> [Assignment]: Please copy out the lines in the entries that contain "grille".

> [Record extracts]:
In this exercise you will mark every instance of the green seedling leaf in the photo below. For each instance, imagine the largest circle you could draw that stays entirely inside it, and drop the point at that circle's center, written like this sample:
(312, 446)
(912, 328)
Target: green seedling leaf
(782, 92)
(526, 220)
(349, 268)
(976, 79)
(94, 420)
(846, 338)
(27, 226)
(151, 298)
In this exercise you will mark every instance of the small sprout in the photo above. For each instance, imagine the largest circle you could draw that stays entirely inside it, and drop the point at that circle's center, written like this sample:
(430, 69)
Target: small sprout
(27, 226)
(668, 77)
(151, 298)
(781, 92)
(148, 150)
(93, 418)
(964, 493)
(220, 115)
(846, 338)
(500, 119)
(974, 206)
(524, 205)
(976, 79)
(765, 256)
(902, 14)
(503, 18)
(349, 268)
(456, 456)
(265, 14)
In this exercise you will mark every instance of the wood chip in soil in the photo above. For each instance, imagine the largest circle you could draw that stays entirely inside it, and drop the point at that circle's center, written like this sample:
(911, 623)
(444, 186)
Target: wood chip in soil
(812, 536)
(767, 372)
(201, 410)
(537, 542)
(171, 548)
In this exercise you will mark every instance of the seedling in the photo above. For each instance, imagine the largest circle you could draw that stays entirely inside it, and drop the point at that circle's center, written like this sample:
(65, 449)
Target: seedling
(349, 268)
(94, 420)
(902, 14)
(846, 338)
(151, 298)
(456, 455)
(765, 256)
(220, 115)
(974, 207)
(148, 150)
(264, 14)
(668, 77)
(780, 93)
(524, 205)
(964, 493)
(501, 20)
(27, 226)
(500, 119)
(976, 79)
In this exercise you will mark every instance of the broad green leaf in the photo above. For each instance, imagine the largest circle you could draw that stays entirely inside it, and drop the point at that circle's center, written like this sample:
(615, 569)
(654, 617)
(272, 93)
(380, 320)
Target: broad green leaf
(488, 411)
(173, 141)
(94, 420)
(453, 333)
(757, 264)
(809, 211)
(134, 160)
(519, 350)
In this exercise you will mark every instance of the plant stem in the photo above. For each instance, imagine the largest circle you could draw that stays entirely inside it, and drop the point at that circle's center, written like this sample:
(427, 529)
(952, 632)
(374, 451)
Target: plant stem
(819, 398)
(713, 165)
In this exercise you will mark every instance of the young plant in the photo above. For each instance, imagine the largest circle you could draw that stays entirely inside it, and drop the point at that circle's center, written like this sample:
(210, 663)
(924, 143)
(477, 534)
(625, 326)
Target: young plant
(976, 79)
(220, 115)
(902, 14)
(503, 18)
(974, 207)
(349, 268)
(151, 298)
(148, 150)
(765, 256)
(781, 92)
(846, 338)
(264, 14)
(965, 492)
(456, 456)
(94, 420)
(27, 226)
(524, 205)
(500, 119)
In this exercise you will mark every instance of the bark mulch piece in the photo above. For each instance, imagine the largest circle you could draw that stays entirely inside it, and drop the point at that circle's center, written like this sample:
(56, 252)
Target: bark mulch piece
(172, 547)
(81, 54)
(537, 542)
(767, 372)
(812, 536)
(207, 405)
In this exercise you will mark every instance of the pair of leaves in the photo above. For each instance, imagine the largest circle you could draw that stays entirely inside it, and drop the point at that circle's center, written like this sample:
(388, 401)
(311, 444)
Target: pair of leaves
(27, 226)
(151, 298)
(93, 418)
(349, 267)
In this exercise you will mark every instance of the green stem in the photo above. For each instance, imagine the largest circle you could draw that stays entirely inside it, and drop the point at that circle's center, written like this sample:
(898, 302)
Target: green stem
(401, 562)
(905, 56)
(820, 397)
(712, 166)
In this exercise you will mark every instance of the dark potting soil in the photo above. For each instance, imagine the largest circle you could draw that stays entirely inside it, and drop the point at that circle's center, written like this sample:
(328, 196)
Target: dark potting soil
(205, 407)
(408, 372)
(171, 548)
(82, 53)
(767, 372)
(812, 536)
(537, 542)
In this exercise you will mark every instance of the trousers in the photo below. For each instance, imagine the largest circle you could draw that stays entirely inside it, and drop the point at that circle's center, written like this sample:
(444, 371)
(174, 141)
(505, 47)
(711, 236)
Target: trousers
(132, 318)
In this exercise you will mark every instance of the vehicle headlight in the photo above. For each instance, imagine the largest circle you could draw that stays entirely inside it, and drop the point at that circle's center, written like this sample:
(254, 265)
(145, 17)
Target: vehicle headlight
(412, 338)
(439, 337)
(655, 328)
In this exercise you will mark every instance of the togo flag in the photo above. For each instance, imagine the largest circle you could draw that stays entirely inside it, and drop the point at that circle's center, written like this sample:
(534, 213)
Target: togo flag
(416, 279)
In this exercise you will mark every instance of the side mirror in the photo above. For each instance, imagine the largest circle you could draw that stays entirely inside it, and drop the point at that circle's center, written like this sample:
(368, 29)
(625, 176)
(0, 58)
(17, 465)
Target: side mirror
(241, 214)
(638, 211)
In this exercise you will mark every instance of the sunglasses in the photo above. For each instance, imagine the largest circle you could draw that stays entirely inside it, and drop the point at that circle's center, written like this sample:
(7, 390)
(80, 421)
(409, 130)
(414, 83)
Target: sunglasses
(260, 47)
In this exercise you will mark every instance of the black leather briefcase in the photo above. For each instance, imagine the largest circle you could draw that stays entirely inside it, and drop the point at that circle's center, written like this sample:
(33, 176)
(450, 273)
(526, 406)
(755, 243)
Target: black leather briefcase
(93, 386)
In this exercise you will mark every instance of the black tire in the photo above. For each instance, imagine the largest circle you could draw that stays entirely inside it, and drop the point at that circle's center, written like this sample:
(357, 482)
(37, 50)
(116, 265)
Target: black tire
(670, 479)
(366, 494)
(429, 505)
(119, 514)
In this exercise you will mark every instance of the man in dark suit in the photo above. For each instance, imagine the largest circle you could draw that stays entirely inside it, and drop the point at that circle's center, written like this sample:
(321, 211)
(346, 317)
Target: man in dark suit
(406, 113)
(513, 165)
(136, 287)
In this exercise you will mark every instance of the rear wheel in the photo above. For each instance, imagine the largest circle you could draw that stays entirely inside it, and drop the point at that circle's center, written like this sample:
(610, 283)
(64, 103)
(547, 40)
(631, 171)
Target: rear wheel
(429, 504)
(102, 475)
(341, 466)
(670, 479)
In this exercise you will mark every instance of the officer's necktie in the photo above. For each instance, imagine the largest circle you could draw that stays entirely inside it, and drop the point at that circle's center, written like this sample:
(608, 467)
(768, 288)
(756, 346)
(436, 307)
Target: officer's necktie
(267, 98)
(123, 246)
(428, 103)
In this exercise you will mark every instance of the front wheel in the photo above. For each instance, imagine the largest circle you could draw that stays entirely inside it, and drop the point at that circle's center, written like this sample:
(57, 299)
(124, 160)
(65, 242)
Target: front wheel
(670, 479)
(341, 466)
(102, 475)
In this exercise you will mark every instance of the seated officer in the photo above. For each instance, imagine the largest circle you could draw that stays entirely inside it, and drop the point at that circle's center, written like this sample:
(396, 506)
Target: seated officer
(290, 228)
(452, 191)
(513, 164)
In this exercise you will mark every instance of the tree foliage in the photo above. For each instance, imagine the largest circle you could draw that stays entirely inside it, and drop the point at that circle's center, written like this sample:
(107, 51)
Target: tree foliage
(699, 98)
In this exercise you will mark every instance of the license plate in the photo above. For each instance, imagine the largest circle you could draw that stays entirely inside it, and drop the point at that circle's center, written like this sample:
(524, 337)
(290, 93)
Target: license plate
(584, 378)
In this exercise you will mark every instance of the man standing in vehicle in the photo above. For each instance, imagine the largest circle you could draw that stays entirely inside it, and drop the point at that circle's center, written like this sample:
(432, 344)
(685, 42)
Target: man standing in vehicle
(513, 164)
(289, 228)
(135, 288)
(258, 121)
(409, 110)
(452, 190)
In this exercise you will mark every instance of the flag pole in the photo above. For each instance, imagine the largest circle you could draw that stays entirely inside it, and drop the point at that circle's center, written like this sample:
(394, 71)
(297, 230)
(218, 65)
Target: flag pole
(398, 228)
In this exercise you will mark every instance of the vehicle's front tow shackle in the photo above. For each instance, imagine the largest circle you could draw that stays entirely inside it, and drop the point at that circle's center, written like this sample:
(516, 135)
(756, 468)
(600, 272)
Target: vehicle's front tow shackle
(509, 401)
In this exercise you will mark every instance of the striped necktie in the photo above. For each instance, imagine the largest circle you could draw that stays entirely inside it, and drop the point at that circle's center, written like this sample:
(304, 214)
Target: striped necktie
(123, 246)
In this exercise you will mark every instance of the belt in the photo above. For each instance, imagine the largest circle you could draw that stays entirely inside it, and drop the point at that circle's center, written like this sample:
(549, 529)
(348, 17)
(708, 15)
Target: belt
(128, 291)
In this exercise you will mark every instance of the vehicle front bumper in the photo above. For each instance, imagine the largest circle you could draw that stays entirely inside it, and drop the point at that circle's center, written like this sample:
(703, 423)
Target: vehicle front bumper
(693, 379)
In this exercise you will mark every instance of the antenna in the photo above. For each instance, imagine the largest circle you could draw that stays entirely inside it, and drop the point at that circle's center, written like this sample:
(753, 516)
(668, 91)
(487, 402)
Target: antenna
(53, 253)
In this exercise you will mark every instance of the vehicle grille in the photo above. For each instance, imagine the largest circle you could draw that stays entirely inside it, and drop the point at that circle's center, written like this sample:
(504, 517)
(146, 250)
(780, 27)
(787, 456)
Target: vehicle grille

> [Output of the task]:
In this exercise you will mark every instance of the vehicle grille in the photo above. For each instance, imagine the largest circle you could draw that stays entirely inside it, and drop the point at that circle's center, written like this sample:
Target: vehicle grille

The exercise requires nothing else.